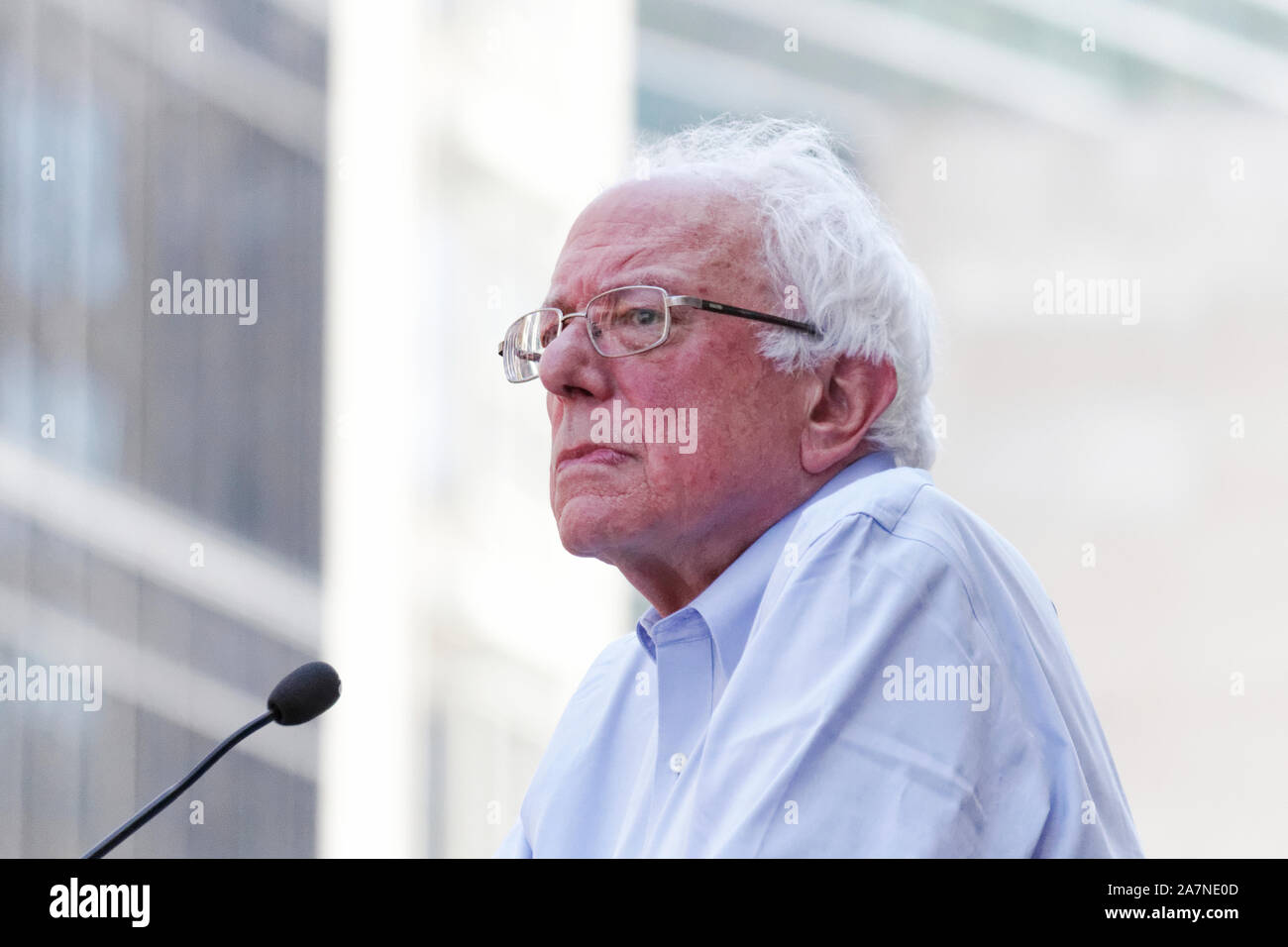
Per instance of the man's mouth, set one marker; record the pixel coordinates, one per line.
(587, 455)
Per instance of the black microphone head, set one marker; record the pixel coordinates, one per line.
(304, 693)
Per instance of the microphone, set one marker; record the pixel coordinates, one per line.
(300, 696)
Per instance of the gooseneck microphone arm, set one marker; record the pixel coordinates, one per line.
(299, 697)
(174, 791)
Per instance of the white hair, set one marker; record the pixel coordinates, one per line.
(825, 240)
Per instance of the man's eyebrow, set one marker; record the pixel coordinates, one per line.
(644, 278)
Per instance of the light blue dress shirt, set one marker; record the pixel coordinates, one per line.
(879, 674)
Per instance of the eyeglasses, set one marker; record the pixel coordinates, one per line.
(619, 322)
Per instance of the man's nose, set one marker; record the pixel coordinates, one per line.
(570, 365)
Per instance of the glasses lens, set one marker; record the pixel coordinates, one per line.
(626, 321)
(524, 342)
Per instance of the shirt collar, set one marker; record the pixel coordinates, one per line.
(728, 605)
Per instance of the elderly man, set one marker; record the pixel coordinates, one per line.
(838, 659)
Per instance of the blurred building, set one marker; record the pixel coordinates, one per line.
(160, 482)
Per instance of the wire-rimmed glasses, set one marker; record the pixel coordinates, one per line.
(621, 322)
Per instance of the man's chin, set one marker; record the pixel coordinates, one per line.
(589, 530)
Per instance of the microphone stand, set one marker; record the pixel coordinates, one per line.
(172, 792)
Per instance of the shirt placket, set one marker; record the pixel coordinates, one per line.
(684, 685)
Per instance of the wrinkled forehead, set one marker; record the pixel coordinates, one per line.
(679, 232)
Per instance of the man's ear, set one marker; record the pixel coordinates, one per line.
(848, 395)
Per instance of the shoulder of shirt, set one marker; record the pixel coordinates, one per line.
(909, 508)
(621, 656)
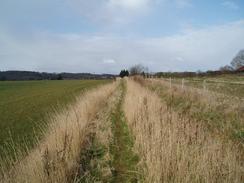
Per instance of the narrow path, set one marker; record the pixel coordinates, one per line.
(124, 159)
(108, 156)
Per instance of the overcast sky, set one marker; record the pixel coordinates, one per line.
(105, 36)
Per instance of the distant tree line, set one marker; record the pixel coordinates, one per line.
(28, 75)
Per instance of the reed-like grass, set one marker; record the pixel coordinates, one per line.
(175, 148)
(56, 158)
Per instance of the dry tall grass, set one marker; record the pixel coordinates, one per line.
(221, 113)
(56, 157)
(174, 148)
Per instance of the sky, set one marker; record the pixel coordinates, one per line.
(105, 36)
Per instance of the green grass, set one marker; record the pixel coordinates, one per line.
(26, 105)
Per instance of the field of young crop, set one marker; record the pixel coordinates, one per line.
(135, 130)
(25, 107)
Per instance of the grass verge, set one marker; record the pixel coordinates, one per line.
(124, 161)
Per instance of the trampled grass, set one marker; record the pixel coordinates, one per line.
(25, 105)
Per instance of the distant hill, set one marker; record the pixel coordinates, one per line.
(29, 75)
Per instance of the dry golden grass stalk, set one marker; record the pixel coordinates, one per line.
(56, 157)
(177, 149)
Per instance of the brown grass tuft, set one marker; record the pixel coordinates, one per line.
(56, 157)
(175, 148)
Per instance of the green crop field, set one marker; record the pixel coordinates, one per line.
(25, 106)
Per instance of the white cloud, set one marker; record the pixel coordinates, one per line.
(130, 4)
(109, 61)
(230, 5)
(203, 49)
(183, 3)
(112, 11)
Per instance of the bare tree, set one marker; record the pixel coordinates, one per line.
(238, 61)
(138, 69)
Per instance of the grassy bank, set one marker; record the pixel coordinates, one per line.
(25, 105)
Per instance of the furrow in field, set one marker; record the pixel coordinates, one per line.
(174, 148)
(57, 157)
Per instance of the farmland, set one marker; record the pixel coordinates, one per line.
(26, 105)
(134, 130)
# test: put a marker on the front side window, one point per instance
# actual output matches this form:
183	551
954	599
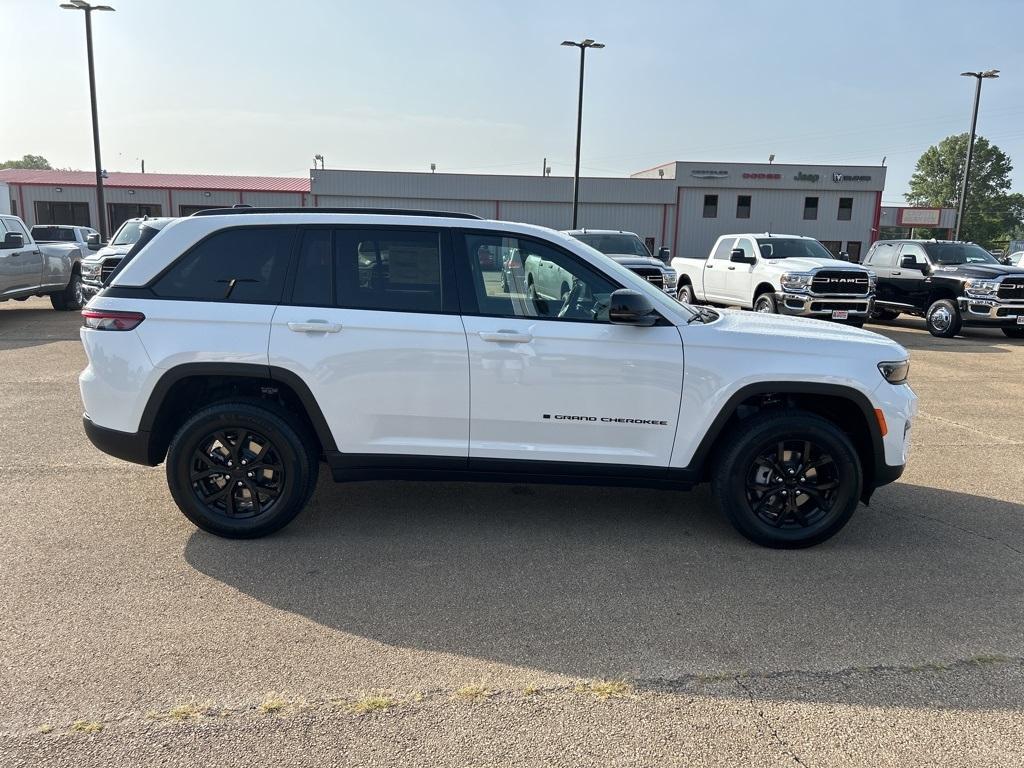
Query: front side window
246	265
534	280
845	209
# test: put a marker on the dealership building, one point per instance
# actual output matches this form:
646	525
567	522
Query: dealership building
684	206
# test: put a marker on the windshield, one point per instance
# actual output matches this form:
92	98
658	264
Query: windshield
958	253
793	248
52	235
128	233
620	245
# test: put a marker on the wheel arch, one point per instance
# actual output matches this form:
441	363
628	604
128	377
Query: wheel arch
846	407
187	388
::::
● **Work item**: For this exercise, retype the data above exactly and skip every image.

● **Output of the task**:
Per instance of the man's mouth, set one marker; record the pixel coordinates, one per line.
(587, 455)
Per instance of the black microphone head, set one marker; record the pixel coordinates, one per line.
(304, 693)
Per instance of the microphone, set one marker; record the pixel coordinates, one per line.
(300, 696)
Per instance of the gooseneck microphone arm, set one marker; record the pixel coordinates, one per line.
(299, 697)
(174, 791)
Per instance of the white hair, set one marker; record the pixel coordinates, one per line.
(825, 240)
Per instance of the man's eyebrow, set one marker; record the pixel coordinates, one per line.
(644, 278)
Per instance of the light blue dress shirt, set one marker; record the pixel coordinates, one per line.
(879, 674)
Per instance of the eyeglasses, set one marker; record the pixel coordinates, one per line.
(619, 322)
Per instance of the man's nose, set one marker; record the pixel coordinates, one per line.
(570, 365)
Per instance of the glasses lens, set one marker; record the pixel coordinates, one per line.
(626, 321)
(524, 342)
Per instance of the shirt collar, set one marker; record the pixel coordinates, one per line.
(728, 605)
Per instance of the elderly man, set one marker; record the pixel coordinates, one per line.
(838, 659)
Per instance of the blurred building, set one marker; record the pixel coordinates, one per line.
(160, 482)
Per instance of the wire-rimmed glasses, set one marker; record the pixel coordinates, one per line.
(621, 322)
Per instance of the man's chin, set one marker; record the pixel coordinates, one per line.
(589, 530)
Per instance of the microphone stand, set one marker; record the pixel coordinates, one per line.
(172, 792)
Per instance of the shirt placket, set one marker; record the pixel coordinates, one per line.
(684, 685)
Per instance of the wrinkled forehead, set one marker; record the pixel coordinates, one per line.
(679, 232)
Per instance of the man's ear, set one marker; record the pixel coordinates, one per line.
(848, 395)
Per instance of the shoulder of shirt, set one marker; record the pixel coordinates, one per line.
(909, 508)
(621, 656)
Per instance of the narrow path, set one marker; record the pixel coordinates, one per line.
(124, 159)
(108, 156)
Per instance of the overcast sky, set one marker; record the pixel coordinates, one per line.
(105, 36)
Per instance of the distant tree line, set one marker; record the pixel coordinates, one per line.
(28, 75)
Per instance of the reed-like grass, set one marker; record the pixel coordinates, one per line.
(175, 148)
(56, 158)
Per instance of the dry tall grass, set one marker; record the pixel coordinates, one per line.
(221, 113)
(56, 157)
(174, 148)
Per instance of the sky, set one marker; record the pixel coordinates, one per line.
(105, 36)
Per instance of the green grass, set one marker; record the pixel coordinates, one per line.
(26, 105)
Per instance of the field of young crop, set one marker; record the pixel coordinates, one per line.
(135, 130)
(25, 107)
Per instance of the grass verge, set one marker; record the pixel coordinates, one per line.
(124, 161)
Per instance of the trampled grass, set one marker; record the pixel coordinates, one per line.
(25, 105)
Per instance of the distant hill, set one marker; record the pixel coordinates, one per line.
(29, 75)
Per instance of the dry golden grass stalk, set one marker; record the pixel coordinates, one per line.
(56, 157)
(177, 149)
Per instance of the brown grass tuft, set one marker; record the pixel coordinates, one per line.
(56, 157)
(175, 148)
Per instance of the green crop field, set one marker; record the pixel coordinates, one per line.
(25, 106)
Per instance of the white cloud, set one marker; record the pixel coordinates, one per line.
(130, 4)
(109, 61)
(230, 5)
(203, 49)
(183, 3)
(112, 11)
Per instance of the bare tree, set one marker; record the pixel coordinates, one per line.
(238, 61)
(138, 69)
Per instance of the grassy bank, set one marker; record the pixel coordinates, one per line.
(25, 105)
Per instance of the furrow in field, set one marker; record the pixel coordinates, one per line.
(174, 148)
(57, 157)
Per instance of the farmland, set one marker; record the pixel coordinates, one per line.
(26, 105)
(134, 130)
# test: put a marker on the front side window, one point per instance
# actual output matches this form:
183	551
954	599
Query: front side window
246	265
534	280
845	209
# test: put a marker on the dealership building, one point per instance
# actual output matches this form:
646	525
567	522
Query: dealership building
684	206
# test: put a marker on the windshield, one point per instance
# actual output matches this form:
92	98
658	264
Query: windshield
958	253
793	248
52	235
128	233
620	245
# test: put a marker on the wheel arch, one point per instance
# actual output matches this form:
441	363
628	604
128	377
Query: wheel arch
846	407
187	388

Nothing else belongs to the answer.